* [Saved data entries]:
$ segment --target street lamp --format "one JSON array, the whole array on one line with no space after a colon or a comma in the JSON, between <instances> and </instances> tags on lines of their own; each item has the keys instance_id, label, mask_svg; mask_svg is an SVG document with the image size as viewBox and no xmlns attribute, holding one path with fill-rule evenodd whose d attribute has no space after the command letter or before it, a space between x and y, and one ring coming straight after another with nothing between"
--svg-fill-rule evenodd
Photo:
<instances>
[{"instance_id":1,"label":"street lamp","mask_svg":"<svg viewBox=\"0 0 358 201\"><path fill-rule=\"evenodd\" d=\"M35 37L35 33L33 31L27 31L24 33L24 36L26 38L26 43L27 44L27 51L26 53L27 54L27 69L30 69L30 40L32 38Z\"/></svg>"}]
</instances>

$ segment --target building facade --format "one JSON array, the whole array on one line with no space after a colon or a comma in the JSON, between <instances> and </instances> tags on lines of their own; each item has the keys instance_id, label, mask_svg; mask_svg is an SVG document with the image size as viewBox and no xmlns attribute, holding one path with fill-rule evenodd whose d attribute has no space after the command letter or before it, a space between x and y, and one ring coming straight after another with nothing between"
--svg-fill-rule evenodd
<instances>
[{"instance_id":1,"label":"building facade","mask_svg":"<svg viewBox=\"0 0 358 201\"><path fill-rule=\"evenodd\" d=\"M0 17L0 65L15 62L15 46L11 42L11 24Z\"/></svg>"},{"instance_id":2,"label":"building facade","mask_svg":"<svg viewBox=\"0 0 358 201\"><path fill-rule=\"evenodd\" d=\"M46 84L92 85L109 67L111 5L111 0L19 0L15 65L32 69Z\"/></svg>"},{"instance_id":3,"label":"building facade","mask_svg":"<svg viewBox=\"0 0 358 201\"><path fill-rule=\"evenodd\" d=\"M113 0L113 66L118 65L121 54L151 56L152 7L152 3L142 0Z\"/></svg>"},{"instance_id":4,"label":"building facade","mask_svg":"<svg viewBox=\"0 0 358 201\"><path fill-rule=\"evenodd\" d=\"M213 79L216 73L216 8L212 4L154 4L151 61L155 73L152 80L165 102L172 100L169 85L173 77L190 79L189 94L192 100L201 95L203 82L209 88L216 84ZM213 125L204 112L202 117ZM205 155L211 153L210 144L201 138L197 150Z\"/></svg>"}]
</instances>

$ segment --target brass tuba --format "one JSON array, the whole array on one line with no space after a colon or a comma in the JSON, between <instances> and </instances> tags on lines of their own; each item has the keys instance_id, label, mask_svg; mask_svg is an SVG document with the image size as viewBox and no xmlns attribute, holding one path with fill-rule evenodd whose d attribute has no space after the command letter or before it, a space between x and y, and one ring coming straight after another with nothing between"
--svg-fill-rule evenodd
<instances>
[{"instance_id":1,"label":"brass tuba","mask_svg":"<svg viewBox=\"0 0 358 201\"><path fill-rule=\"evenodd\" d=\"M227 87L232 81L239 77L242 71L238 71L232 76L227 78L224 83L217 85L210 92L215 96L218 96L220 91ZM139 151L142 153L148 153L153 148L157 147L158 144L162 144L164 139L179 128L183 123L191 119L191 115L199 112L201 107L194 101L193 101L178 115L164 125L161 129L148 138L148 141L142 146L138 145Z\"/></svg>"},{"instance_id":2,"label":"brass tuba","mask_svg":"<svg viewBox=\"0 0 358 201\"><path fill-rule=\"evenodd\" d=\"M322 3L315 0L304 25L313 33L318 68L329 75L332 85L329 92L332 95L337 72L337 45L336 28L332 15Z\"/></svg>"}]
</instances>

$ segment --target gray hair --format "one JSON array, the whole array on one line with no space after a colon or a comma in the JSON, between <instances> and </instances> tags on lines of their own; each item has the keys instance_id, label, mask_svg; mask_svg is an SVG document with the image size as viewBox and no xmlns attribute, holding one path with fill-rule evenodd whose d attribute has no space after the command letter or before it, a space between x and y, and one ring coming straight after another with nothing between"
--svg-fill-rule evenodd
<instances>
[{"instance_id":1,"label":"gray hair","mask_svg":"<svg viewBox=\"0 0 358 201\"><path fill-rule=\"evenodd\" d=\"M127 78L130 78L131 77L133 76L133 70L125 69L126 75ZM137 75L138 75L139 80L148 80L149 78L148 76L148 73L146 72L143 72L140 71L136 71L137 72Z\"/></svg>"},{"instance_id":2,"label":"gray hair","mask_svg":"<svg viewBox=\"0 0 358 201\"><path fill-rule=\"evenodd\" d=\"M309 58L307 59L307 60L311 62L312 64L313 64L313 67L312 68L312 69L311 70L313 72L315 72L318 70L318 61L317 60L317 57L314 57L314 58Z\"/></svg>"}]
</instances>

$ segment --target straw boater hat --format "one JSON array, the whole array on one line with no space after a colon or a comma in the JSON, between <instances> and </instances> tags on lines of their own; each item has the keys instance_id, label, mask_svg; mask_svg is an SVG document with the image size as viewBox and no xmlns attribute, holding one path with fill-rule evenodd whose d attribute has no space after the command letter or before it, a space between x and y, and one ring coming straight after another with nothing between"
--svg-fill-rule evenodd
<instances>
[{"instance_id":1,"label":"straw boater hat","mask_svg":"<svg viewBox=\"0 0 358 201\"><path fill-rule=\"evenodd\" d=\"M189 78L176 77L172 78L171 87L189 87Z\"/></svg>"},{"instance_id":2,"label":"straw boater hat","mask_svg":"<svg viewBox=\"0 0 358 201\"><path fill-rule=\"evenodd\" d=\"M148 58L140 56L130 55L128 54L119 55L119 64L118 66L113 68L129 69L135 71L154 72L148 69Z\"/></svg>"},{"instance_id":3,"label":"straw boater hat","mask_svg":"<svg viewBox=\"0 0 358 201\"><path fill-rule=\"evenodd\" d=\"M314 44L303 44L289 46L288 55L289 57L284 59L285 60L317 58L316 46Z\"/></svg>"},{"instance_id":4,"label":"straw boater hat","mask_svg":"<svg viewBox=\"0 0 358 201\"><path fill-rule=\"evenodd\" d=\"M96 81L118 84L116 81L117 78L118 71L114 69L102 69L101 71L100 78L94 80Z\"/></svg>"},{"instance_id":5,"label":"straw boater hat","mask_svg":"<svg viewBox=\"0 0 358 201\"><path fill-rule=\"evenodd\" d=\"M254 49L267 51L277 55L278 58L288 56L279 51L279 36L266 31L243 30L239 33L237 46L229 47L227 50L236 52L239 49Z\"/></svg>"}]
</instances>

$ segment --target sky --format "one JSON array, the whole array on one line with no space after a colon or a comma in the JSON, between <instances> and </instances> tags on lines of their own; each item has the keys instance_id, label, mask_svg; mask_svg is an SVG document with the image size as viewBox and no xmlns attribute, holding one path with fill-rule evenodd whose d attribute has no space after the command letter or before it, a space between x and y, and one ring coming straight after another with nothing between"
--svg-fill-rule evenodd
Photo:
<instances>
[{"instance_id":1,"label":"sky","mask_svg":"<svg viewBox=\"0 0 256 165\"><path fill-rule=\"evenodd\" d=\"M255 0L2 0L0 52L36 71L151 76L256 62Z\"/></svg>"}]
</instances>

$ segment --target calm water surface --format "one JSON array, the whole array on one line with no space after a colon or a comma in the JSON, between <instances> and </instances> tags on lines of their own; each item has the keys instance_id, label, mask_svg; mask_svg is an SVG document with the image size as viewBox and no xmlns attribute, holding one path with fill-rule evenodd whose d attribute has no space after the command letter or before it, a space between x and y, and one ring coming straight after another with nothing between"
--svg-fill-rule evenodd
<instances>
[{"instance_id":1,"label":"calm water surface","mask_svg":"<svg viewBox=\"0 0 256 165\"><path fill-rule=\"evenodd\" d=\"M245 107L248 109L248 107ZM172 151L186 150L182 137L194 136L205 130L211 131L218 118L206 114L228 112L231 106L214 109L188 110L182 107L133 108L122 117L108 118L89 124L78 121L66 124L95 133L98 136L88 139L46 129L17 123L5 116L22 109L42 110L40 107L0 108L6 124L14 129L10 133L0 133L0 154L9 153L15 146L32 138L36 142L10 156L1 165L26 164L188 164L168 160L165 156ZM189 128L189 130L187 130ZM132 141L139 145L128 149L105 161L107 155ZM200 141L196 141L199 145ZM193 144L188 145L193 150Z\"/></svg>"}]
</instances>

* [Required task]:
Return every line above that contains the word "calm", matching case exactly.

* [Response below]:
$ segment --target calm water surface --format "one JSON array, the whole array on one line with no space after a colon or a comma in the JSON, between <instances> and </instances> tags on lines of their own; each item has the keys instance_id, label, mask_svg; mask_svg is an SVG document with the image size as viewBox and no xmlns attribute, holding one path with fill-rule evenodd whose d attribute has no space after the command letter or before it, a space between x and y, and one ring coming straight after another with nothing between"
[{"instance_id":1,"label":"calm water surface","mask_svg":"<svg viewBox=\"0 0 256 165\"><path fill-rule=\"evenodd\" d=\"M245 107L248 109L248 107ZM172 151L186 150L182 137L194 136L205 130L211 131L218 118L206 114L228 112L231 106L214 109L188 110L182 107L133 108L122 117L108 118L89 124L78 121L66 124L95 133L98 136L88 139L46 129L17 123L5 116L22 109L42 110L40 107L0 108L6 124L14 129L10 133L0 133L0 154L9 153L15 146L32 138L36 142L10 156L1 165L26 164L188 164L168 160L165 156ZM189 128L189 130L187 130ZM132 141L139 145L128 149L105 161L107 155ZM200 141L196 141L199 145ZM193 144L188 145L193 150Z\"/></svg>"}]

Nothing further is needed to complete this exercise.